Reproduced exactly, the lines from the start of the material through the line containing "Pick out each instance of the air" should be the whole answer, with pictures excluded.

Provided data:
===============
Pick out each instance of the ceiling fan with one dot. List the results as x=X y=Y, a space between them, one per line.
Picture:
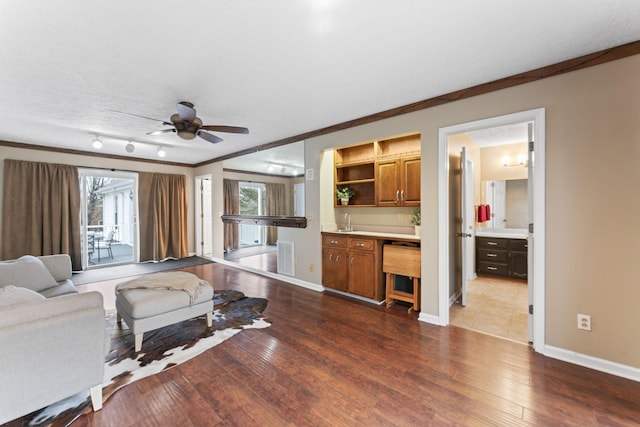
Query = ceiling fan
x=188 y=126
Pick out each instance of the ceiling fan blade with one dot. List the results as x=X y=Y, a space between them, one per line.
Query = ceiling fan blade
x=209 y=137
x=142 y=117
x=230 y=129
x=186 y=111
x=161 y=131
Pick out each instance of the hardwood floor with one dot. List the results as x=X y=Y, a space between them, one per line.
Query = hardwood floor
x=327 y=360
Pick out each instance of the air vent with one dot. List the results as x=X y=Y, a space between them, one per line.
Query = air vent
x=286 y=263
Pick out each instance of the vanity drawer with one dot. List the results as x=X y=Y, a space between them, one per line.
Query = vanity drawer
x=334 y=241
x=493 y=268
x=491 y=243
x=361 y=244
x=518 y=245
x=492 y=256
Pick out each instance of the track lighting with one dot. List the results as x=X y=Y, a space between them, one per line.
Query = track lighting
x=97 y=144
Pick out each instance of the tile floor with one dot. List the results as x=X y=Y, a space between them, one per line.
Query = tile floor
x=495 y=306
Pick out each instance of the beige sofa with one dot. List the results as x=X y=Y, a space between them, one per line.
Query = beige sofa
x=53 y=340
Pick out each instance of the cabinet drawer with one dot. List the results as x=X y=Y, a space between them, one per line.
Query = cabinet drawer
x=518 y=245
x=491 y=243
x=334 y=241
x=493 y=268
x=361 y=244
x=492 y=256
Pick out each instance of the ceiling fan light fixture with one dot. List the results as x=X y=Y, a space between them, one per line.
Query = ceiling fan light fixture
x=185 y=134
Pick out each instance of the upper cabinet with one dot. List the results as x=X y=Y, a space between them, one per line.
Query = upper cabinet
x=381 y=173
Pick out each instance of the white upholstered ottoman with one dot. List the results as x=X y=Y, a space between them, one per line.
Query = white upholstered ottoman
x=157 y=300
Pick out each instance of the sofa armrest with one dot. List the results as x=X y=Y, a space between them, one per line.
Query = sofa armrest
x=58 y=265
x=50 y=350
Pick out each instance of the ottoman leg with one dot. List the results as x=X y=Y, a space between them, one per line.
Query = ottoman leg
x=138 y=342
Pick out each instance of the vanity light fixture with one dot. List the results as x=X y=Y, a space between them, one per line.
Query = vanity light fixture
x=521 y=160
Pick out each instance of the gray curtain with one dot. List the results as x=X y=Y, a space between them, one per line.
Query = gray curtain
x=275 y=204
x=162 y=202
x=41 y=210
x=231 y=189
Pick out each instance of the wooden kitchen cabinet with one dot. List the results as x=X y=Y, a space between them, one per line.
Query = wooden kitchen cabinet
x=398 y=182
x=334 y=262
x=382 y=173
x=352 y=264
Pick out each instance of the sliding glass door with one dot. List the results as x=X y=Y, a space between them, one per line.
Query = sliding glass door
x=252 y=201
x=109 y=217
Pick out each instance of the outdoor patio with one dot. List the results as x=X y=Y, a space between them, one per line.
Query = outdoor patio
x=122 y=253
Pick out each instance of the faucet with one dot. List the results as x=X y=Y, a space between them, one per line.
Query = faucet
x=348 y=227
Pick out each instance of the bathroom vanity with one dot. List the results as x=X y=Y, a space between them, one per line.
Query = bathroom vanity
x=502 y=252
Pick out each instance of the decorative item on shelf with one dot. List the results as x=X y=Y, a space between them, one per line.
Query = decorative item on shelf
x=344 y=194
x=416 y=220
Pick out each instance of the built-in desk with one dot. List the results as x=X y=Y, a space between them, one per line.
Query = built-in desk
x=352 y=261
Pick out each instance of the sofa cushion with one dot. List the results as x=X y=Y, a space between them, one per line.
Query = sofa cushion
x=26 y=272
x=10 y=295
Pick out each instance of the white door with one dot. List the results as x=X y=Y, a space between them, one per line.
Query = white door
x=466 y=224
x=206 y=242
x=530 y=243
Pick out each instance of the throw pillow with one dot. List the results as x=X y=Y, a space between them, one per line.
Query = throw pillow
x=10 y=295
x=26 y=272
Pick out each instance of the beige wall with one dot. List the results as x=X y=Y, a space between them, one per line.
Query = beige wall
x=592 y=157
x=101 y=163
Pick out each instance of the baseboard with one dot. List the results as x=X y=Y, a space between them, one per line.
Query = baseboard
x=354 y=296
x=430 y=318
x=591 y=362
x=288 y=279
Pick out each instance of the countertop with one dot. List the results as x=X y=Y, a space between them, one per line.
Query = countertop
x=503 y=233
x=389 y=236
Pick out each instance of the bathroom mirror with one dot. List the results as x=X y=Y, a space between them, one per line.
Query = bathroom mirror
x=263 y=191
x=508 y=200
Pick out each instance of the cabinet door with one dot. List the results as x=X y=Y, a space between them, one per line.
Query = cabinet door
x=334 y=268
x=518 y=265
x=362 y=273
x=410 y=187
x=387 y=183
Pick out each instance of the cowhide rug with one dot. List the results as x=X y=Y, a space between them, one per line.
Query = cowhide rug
x=161 y=349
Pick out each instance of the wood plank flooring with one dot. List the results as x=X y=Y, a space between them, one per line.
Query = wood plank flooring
x=329 y=361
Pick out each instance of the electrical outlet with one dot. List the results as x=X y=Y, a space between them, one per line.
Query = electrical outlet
x=584 y=322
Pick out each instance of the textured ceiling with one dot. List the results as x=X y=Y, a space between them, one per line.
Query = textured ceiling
x=279 y=68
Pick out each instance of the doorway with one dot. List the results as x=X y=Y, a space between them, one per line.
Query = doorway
x=447 y=239
x=109 y=209
x=204 y=216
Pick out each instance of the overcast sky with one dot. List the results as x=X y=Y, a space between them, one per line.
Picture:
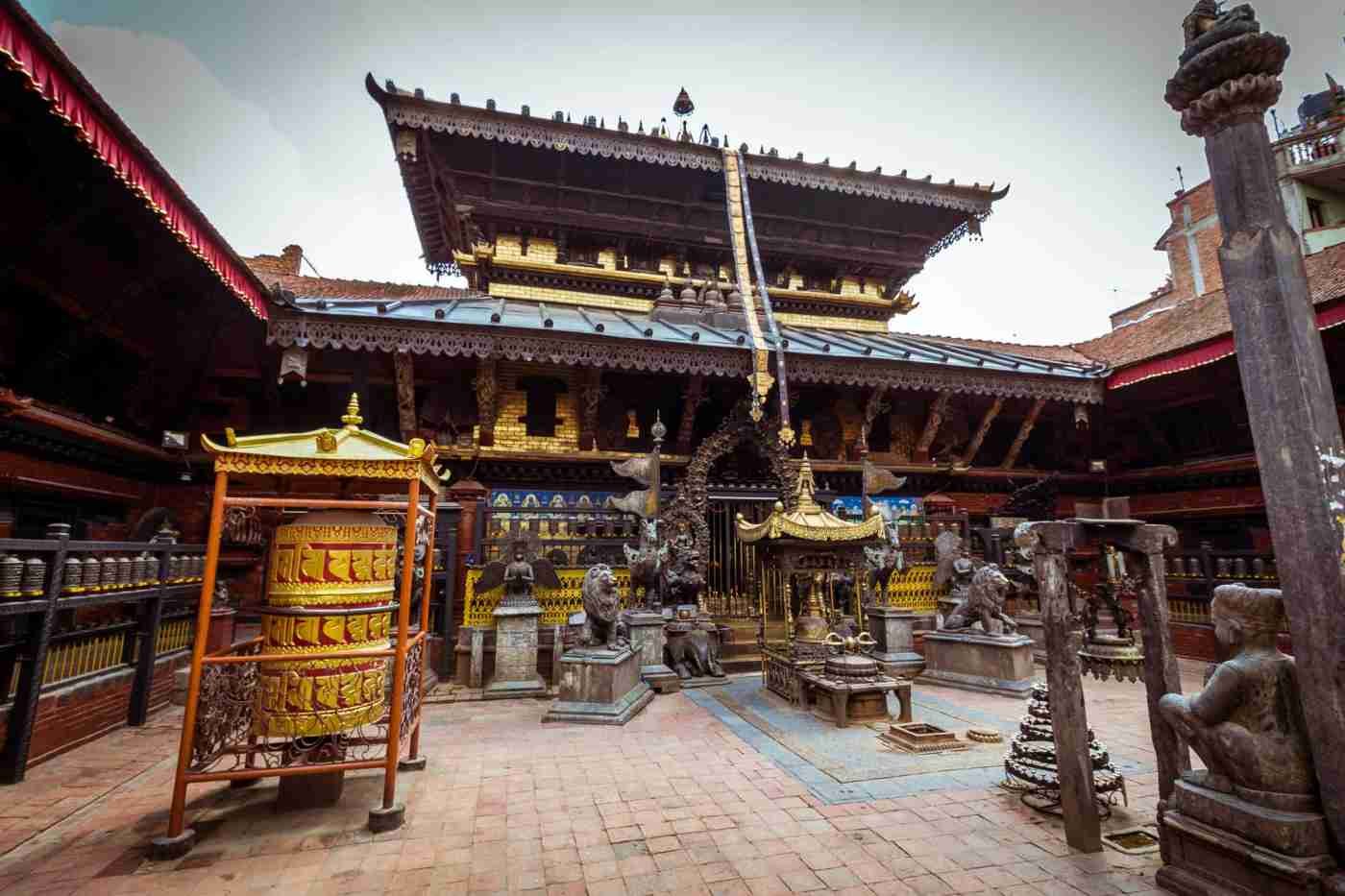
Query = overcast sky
x=258 y=110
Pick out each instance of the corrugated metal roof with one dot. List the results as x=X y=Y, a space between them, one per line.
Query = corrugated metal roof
x=488 y=312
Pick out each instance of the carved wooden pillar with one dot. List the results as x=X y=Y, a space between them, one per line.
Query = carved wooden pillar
x=1282 y=363
x=937 y=410
x=405 y=373
x=991 y=412
x=1068 y=715
x=693 y=399
x=487 y=399
x=1024 y=430
x=591 y=396
x=871 y=408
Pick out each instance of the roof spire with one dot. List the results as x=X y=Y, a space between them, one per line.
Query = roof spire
x=352 y=419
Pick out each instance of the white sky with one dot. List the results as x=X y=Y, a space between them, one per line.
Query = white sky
x=258 y=109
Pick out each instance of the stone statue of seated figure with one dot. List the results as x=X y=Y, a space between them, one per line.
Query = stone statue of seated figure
x=1247 y=724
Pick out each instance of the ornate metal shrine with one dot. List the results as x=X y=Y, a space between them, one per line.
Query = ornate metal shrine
x=309 y=697
x=809 y=545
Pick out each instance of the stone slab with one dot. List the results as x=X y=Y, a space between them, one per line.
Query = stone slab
x=515 y=654
x=979 y=662
x=1210 y=861
x=1300 y=835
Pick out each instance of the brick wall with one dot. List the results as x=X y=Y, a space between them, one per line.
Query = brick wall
x=77 y=714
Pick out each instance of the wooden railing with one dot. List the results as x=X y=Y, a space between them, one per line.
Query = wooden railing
x=71 y=610
x=1310 y=147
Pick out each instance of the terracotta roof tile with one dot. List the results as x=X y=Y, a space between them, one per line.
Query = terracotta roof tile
x=1204 y=318
x=269 y=272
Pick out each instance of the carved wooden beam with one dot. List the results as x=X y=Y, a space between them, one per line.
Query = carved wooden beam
x=991 y=412
x=487 y=396
x=1024 y=430
x=695 y=399
x=937 y=410
x=405 y=373
x=591 y=396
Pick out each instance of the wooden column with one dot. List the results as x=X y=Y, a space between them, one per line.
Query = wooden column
x=937 y=410
x=1161 y=673
x=1282 y=365
x=405 y=375
x=1068 y=715
x=1024 y=430
x=989 y=417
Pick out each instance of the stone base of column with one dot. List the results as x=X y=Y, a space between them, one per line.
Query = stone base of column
x=515 y=654
x=648 y=642
x=974 y=661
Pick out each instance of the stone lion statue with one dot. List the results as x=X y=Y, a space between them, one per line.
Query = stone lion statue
x=984 y=603
x=601 y=607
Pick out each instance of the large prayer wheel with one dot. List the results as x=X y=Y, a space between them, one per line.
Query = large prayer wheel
x=330 y=588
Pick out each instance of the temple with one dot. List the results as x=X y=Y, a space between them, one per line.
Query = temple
x=612 y=276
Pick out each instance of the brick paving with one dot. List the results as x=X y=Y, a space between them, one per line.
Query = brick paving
x=674 y=802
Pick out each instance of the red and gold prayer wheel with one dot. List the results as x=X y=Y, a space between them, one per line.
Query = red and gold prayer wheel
x=330 y=588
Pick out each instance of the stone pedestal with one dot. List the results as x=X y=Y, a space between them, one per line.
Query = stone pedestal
x=648 y=642
x=893 y=630
x=599 y=687
x=515 y=654
x=1216 y=842
x=974 y=661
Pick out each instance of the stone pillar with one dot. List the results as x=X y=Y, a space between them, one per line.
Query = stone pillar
x=1227 y=77
x=648 y=642
x=515 y=653
x=893 y=630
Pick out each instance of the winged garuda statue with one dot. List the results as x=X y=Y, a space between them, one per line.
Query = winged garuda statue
x=518 y=576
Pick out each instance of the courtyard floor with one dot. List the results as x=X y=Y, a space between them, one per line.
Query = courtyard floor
x=708 y=791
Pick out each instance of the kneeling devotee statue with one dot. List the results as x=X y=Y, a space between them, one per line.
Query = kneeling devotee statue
x=1251 y=821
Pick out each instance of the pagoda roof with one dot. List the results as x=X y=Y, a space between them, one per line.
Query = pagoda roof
x=346 y=452
x=477 y=325
x=809 y=521
x=412 y=109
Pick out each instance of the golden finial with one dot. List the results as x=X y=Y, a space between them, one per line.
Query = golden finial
x=353 y=417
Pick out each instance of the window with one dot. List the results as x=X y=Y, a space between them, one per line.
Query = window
x=1315 y=213
x=541 y=419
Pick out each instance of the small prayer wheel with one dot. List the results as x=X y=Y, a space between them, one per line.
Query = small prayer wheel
x=11 y=576
x=330 y=588
x=34 y=577
x=93 y=573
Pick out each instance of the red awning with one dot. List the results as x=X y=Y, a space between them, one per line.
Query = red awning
x=1204 y=354
x=26 y=49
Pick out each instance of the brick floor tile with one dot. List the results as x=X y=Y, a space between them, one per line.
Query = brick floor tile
x=802 y=882
x=840 y=878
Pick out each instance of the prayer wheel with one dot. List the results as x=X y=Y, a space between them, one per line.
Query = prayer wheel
x=330 y=588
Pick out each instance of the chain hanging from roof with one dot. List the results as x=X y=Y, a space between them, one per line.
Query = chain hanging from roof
x=682 y=107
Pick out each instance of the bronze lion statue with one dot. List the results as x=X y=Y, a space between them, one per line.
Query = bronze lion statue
x=601 y=608
x=985 y=601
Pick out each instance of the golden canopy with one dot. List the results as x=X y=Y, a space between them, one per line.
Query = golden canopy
x=809 y=521
x=349 y=452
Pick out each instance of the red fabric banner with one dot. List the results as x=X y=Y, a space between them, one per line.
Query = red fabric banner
x=1206 y=354
x=20 y=50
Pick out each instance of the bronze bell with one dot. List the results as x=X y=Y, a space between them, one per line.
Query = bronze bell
x=11 y=574
x=34 y=577
x=93 y=573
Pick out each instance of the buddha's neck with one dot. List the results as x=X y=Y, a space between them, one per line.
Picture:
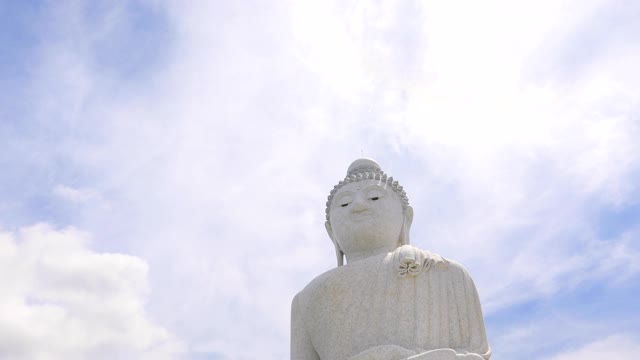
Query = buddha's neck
x=357 y=256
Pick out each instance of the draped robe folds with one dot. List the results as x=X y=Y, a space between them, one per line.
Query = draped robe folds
x=376 y=302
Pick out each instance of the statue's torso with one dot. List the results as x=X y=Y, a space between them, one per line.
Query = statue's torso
x=365 y=304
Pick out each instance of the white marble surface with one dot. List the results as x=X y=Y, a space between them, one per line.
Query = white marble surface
x=391 y=300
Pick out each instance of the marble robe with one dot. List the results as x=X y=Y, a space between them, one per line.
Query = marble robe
x=430 y=304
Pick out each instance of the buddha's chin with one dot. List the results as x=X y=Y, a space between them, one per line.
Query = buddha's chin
x=369 y=239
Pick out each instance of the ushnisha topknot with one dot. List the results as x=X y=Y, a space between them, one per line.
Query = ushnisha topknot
x=367 y=169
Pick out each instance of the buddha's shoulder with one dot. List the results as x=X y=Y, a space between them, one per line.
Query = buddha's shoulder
x=338 y=277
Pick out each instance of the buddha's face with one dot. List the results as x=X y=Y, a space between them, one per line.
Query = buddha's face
x=366 y=215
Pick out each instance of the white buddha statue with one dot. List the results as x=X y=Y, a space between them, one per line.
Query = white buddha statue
x=391 y=300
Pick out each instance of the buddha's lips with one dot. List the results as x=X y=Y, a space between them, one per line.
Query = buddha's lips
x=364 y=215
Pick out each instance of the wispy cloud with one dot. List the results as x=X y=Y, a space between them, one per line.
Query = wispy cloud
x=62 y=300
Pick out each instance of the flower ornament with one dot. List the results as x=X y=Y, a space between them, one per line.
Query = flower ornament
x=411 y=261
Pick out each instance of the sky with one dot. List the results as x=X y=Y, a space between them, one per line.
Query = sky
x=164 y=166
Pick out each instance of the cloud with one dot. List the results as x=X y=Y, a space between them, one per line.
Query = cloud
x=62 y=300
x=76 y=195
x=617 y=346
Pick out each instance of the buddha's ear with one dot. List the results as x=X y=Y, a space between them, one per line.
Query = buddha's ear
x=406 y=226
x=339 y=253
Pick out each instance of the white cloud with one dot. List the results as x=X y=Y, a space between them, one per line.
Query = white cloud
x=75 y=195
x=618 y=346
x=61 y=300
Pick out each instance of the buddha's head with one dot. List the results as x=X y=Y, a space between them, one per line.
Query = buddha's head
x=367 y=213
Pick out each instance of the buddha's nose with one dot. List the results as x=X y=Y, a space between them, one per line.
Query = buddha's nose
x=359 y=206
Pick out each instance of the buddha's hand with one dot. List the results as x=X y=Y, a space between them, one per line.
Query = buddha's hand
x=444 y=354
x=384 y=352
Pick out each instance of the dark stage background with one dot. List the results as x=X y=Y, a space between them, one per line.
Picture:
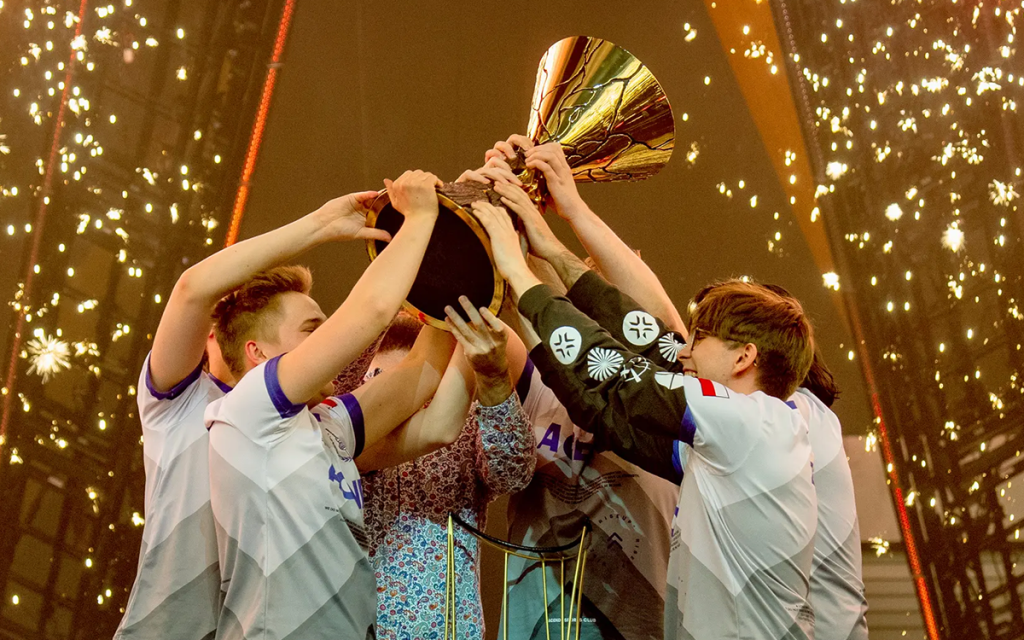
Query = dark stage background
x=371 y=89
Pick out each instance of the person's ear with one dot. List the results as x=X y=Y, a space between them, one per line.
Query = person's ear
x=747 y=359
x=254 y=354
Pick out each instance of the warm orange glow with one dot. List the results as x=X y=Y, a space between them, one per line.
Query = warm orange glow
x=256 y=137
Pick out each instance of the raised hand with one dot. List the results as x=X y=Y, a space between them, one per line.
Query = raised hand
x=491 y=173
x=482 y=337
x=345 y=218
x=543 y=242
x=507 y=148
x=550 y=160
x=504 y=240
x=415 y=194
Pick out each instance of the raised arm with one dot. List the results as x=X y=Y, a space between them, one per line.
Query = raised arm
x=375 y=298
x=613 y=258
x=392 y=397
x=631 y=406
x=184 y=326
x=481 y=363
x=431 y=427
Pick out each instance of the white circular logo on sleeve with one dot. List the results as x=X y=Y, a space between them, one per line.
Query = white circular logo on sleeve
x=565 y=343
x=639 y=328
x=669 y=347
x=603 y=364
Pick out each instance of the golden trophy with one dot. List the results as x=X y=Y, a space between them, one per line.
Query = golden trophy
x=614 y=123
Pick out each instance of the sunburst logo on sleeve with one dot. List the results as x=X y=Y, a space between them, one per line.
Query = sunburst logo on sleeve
x=603 y=364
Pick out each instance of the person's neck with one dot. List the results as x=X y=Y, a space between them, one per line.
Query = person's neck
x=223 y=374
x=387 y=360
x=743 y=384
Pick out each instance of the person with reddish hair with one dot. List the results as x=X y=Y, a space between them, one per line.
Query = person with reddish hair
x=743 y=530
x=176 y=590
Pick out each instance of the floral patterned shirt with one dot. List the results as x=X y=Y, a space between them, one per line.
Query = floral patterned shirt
x=407 y=509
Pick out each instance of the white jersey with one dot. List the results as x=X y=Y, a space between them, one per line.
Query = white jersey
x=629 y=509
x=175 y=591
x=175 y=594
x=837 y=582
x=743 y=532
x=288 y=505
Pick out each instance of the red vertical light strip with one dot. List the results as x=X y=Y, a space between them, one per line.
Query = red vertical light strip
x=920 y=584
x=258 y=127
x=37 y=228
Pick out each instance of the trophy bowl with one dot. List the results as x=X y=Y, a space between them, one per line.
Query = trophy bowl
x=458 y=261
x=612 y=119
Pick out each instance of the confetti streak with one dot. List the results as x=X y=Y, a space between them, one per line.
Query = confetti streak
x=37 y=226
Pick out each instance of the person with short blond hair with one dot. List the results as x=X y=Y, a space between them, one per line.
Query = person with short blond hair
x=286 y=493
x=176 y=591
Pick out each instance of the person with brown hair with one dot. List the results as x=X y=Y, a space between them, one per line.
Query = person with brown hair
x=837 y=590
x=175 y=595
x=485 y=454
x=286 y=493
x=743 y=531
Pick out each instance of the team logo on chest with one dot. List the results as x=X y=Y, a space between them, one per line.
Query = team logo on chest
x=603 y=364
x=565 y=343
x=639 y=328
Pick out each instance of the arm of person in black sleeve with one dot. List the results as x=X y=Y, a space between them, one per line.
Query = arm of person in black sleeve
x=622 y=316
x=603 y=385
x=616 y=312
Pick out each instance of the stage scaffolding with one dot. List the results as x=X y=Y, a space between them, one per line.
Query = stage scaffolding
x=126 y=128
x=910 y=117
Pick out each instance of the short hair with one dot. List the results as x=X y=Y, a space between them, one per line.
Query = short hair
x=741 y=311
x=250 y=311
x=819 y=380
x=400 y=336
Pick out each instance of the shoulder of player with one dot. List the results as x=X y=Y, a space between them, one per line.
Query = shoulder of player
x=714 y=398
===============
Exercise result:
Pick out each instance of the ceiling fan with one dot. List the results as x=X y=Y, a space between them, one per line.
Picture:
Query = ceiling fan
x=188 y=126
Pick out each instance of the ceiling fan blade with one dot. List the results as x=X y=Y, a space between them, one per line.
Query = ceiling fan blade
x=209 y=137
x=142 y=117
x=230 y=129
x=186 y=111
x=161 y=131
Pick out each instance of the hardwood floor with one dot. List the results as x=X y=Y, a space between them, one per line.
Query = hardwood floor
x=327 y=360
Pick out each instance of the air vent with one dot. List the results as x=X y=Y, a space between them, one per line.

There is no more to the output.